EXERCISE PASSAGE:
==*==

Videos of our past events are available to view on the pages listed below.
Fall 2023 Events
September 15, 2023
A prize-winning historian, Jefferson Cowie, chronicles a sinister idea of freedom: white Americans’ freedom to oppress others and their fight against the government that got in their way in the Pulitzer Price winning book Freedom’s Dominion: A Saga of White Resistance to Federal Power.
In Freedom’s Dominion, historian Jefferson Cowie traces this complex saga by focusing on a quintessentially American place: Barbour County, Alabama, the ancestral home of political firebrand George Wallace. In a land shaped by settler colonialism and chattel slavery, white people weaponized freedom to seize Native lands, champion secession, overthrow Reconstruction, question the New Deal, and fight against the civil rights movement.
Spring 2023 Events
May 11, 2023
The Center for Presidential History presents a discussion the new book Mourning the Presidents: Loss and Legacy in American Culture with speakers Lindsay Chervinsky, Camille Davis, Sharron Conrad, and Matthew Costello.
Mourning the Presidents examines the deaths, funerals, mourning rituals, and legacies of twelve presidents, from George Washington to George H. W. Bush. How the nation responds to the death of a president reveals much about the political climate, social values, domestic divisions, and international pressures facing the nation at that moment. By examining how American society mourned twelve presidential deaths, how different communities celebrated or criticized their legacies, and how these trends evolved over time, this volume offers a unique approach to American culture and politics from 1799 to today. This book reveals surprising parallels between different generations of mourners, the role of race and presidential families in shaping legacies, and what presidential deaths reveal about society in the United States at the time of death and today.

==*==

ASSIGNMENT 1:
Answer these questions about the past-events page:
(a) Which county does Freedom's Dominion focus on?
(b) How many presidents' deaths does Mourning the Presidents examine?
(c) On what date was the discussion of Mourning the Presidents held?
ASSIGNMENT 2:
Copy the part of the past-events page starting with "Mourning the Presidents examines" and going on through "death and today.", switching "volume" to "study".

SUPPLIED DATA:
==*==

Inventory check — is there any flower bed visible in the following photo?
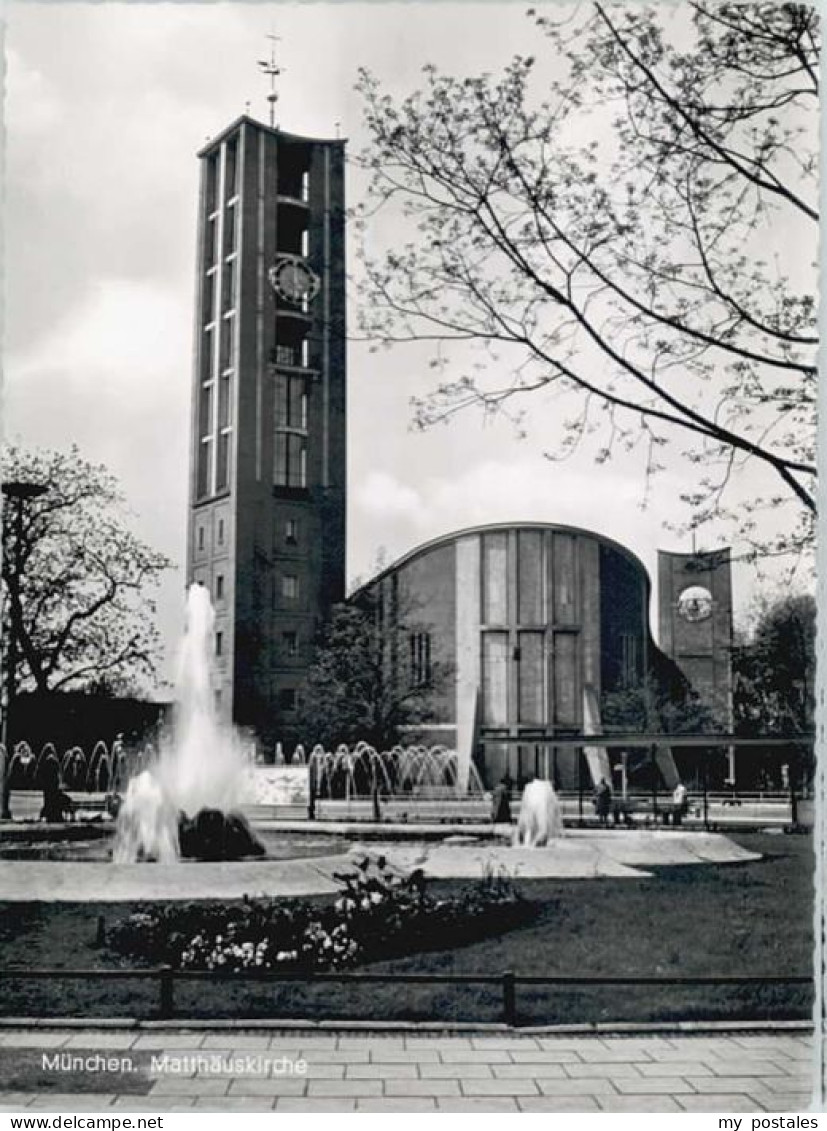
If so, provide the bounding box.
[106,856,533,972]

==*==

WRITTEN REPLY 1:
(a) Barbour County, Alabama
(b) Twelve
(c) May 11, 2023

WRITTEN REPLY 2:
Mourning the Presidents examines the deaths, funerals, mourning rituals, and legacies of twelve presidents, from George Washington to George H. W. Bush. How the nation responds to the death of a president reveals much about the political climate, social values, domestic divisions, and international pressures facing the nation at that moment. By examining how American society mourned twelve presidential deaths, how different communities celebrated or criticized their legacies, and how these trends evolved over time, this study offers a unique approach to American culture and politics from 1799 to today. This book reveals surprising parallels between different generations of mourners, the role of race and presidential families in shaping legacies, and what presidential deaths reveal about society in the United States at the time of death and today.